| GIVEN INFORMATION |
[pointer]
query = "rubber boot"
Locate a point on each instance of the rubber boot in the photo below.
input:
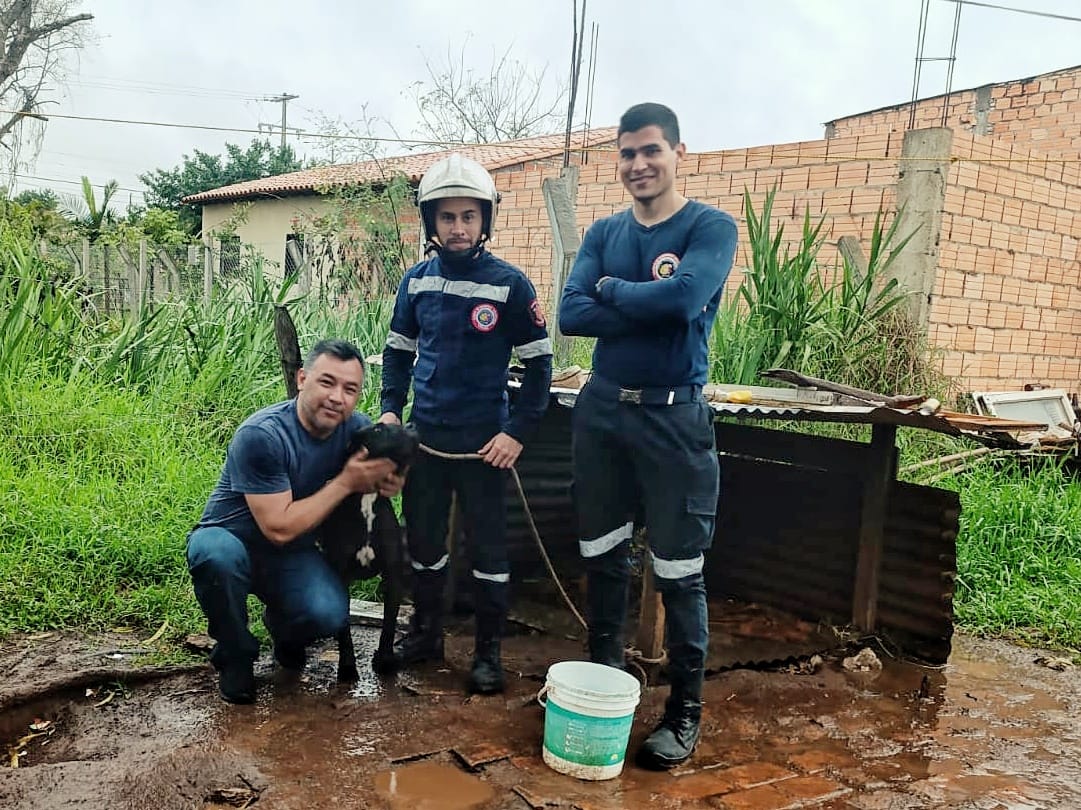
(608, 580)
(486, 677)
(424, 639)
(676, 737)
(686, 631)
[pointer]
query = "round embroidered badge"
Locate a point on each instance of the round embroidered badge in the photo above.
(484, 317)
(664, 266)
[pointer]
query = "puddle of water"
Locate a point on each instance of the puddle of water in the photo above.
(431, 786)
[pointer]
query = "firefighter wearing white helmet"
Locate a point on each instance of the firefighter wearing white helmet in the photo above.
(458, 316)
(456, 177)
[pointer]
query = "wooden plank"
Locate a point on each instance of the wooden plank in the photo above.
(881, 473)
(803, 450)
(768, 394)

| GOAL OF THE EXERCISE |
The reply should hold every entry above, given again exactly, but not a single picture.

| OUTPUT OF THE EXERCISE |
[pointer]
query = "rubber boot"
Locate a point on each instance of the rubber boot in the photo below.
input:
(608, 580)
(486, 677)
(424, 639)
(676, 737)
(686, 631)
[pointer]
query = "round embroidered badge"
Locate a point on each instance of the round embroidered badge in the photo above.
(484, 317)
(664, 266)
[pointer]
query = "puddle of water"
Locate a point on each instance of the puddle of water in the photo above.
(431, 786)
[pointer]
query = "firefighter wearing white helmet"
Locate a point on each instance of the firefighter wearing white helmet in the photo above.
(458, 316)
(456, 177)
[pointer]
query = "wooden plank"
Locate a point on each instance of the wooden plank in the photo above.
(881, 473)
(803, 450)
(768, 394)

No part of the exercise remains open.